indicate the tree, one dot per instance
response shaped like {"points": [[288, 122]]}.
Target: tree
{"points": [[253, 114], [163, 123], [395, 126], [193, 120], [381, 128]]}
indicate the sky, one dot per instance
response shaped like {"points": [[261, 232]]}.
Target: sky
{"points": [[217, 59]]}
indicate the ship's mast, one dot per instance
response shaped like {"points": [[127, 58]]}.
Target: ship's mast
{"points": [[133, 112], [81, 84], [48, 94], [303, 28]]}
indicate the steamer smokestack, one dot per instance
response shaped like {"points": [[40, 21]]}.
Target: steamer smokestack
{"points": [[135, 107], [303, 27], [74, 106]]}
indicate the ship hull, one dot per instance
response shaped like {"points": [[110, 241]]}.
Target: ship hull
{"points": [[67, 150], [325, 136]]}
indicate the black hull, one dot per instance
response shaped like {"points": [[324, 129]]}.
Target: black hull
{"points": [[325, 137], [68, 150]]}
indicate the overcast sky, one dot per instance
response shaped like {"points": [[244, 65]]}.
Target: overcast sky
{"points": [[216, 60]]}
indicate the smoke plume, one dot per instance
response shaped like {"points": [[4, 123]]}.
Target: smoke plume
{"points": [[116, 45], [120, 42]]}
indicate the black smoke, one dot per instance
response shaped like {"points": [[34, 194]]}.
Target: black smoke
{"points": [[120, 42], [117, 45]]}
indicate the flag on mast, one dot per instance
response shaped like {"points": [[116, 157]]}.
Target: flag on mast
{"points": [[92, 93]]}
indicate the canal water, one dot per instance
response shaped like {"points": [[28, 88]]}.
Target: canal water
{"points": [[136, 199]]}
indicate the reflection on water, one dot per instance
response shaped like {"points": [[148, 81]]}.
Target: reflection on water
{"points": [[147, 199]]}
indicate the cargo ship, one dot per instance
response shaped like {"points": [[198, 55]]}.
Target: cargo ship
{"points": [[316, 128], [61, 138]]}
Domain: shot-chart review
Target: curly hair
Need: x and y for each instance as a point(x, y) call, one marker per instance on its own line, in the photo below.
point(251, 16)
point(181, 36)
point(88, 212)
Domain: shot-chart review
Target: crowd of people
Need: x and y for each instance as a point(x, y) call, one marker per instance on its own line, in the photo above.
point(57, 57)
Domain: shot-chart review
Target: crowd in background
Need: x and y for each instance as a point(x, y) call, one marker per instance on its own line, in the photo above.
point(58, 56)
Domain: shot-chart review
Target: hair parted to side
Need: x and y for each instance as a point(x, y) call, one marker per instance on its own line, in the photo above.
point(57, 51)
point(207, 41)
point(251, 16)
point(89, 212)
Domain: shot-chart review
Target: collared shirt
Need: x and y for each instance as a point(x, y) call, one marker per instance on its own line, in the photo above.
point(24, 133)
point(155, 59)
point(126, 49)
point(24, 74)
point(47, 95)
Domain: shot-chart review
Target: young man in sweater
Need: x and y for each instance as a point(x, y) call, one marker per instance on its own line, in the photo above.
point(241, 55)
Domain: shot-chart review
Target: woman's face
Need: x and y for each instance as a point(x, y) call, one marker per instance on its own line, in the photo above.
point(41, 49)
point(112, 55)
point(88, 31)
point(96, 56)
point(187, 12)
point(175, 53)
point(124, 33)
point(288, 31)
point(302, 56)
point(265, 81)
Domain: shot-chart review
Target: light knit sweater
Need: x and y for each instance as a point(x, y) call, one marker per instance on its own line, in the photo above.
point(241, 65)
┄┄┄┄┄┄┄┄┄┄
TASK STATEMENT » Output every entry exactly as it appears.

YOUR RESPONSE »
indicate the tree, one dot per instance
response shaped like {"points": [[288, 122]]}.
Target: tree
{"points": [[253, 114], [163, 123], [395, 126], [193, 120], [381, 128]]}
indicate the sky, one dot per instance
response shaped like {"points": [[261, 232]]}.
Target: sky
{"points": [[217, 59]]}
indicate the ship's mast, one dot per instance
response shaped like {"points": [[127, 58]]}.
Target: ship's mast
{"points": [[133, 112], [81, 84], [48, 94], [303, 28]]}
indicate the steamer smokestack, one dot per instance
response shaped like {"points": [[40, 21]]}.
Target: steamer smokestack
{"points": [[135, 107], [303, 27], [74, 106]]}
indicate the ship hull, one dot per instance
response shaped like {"points": [[110, 241]]}.
Target: ship hull
{"points": [[67, 150], [325, 136]]}
indicate the black hull, one dot per instance
response shaped like {"points": [[324, 129]]}.
Target: black hull
{"points": [[325, 137], [68, 150]]}
indicate the overcast sky, one dot per instance
response shaped like {"points": [[244, 65]]}.
Target: overcast sky
{"points": [[216, 60]]}
indicate the smoke plume, one dot per instance
response shaped like {"points": [[4, 123]]}.
Target: smoke plume
{"points": [[116, 45], [120, 42]]}
indicate the black smoke, one dot per instance
response shaped like {"points": [[34, 194]]}.
Target: black smoke
{"points": [[120, 42], [117, 45]]}
indicate the flag on mast, one dot per instance
response shaped like {"points": [[116, 157]]}.
Target: flag on mast
{"points": [[92, 93]]}
indicate the canal water, one dot per instance
response shaped like {"points": [[28, 88]]}.
Target: canal water
{"points": [[136, 199]]}
indicate the reflection on water, one dot per instance
response shaped like {"points": [[148, 81]]}.
Target: reflection on water
{"points": [[147, 199]]}
indicate the cargo ship, one dot per instance
response shaped like {"points": [[198, 55]]}.
Target: cargo ship
{"points": [[316, 128], [61, 138]]}
Domain: shot-chart review
Target: curly hair
Need: x and y for each instance as a point(x, y) call, one marker per instance on its own line, in the photo below.
point(251, 16)
point(181, 36)
point(88, 212)
Domain: shot-chart review
Target: crowd of people
Need: x and y for each instance as a point(x, y) call, one marker per instance on its own line, in the photo above.
point(57, 57)
Domain: shot-chart review
Target: crowd in background
Need: x and y for each instance as a point(x, y) call, one marker per instance on its own line, in the photo above.
point(58, 56)
Domain: shot-chart review
Target: hair parted to side
Need: x and y for each instance as a point(x, y) call, one marker per instance on its own line, in the photo above.
point(57, 51)
point(207, 41)
point(251, 16)
point(89, 212)
Domain: shot-chart review
Target: collared shirt
Need: x and y for each instance as a point(x, y) call, one marker per instance on its own line, in the photo above.
point(24, 133)
point(155, 59)
point(126, 49)
point(24, 74)
point(47, 95)
Domain: shot-chart review
Target: young man in sweater
Need: x and y for each instance as a point(x, y) call, one marker per instance on its own line, in the photo above.
point(241, 55)
Domain: shot-chart review
Target: woman's face
Need: x and y for each instance as a point(x, y) call, one marker per instance on its own line, in the photo above.
point(41, 49)
point(112, 55)
point(88, 31)
point(96, 56)
point(187, 12)
point(175, 53)
point(124, 33)
point(288, 31)
point(302, 56)
point(265, 81)
Domain: shot-chart review
Target: light knit sweater
Need: x and y for each instance as a point(x, y) call, one marker per instance on its own line, in the photo above.
point(241, 65)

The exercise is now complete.